* GOAL OF THE EXERCISE *
Copy each of the following lines word for word, with nothing changed.

* RECORDS FOR THE EXERCISE *
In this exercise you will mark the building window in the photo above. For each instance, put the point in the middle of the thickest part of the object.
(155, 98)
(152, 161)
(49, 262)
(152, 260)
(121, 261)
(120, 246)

* COMPLETED TASK *
In this exercise you will mark the building window in the photo above. For each instance, put the point in the middle of the thickest part of the object.
(155, 98)
(152, 161)
(49, 262)
(152, 260)
(121, 261)
(120, 246)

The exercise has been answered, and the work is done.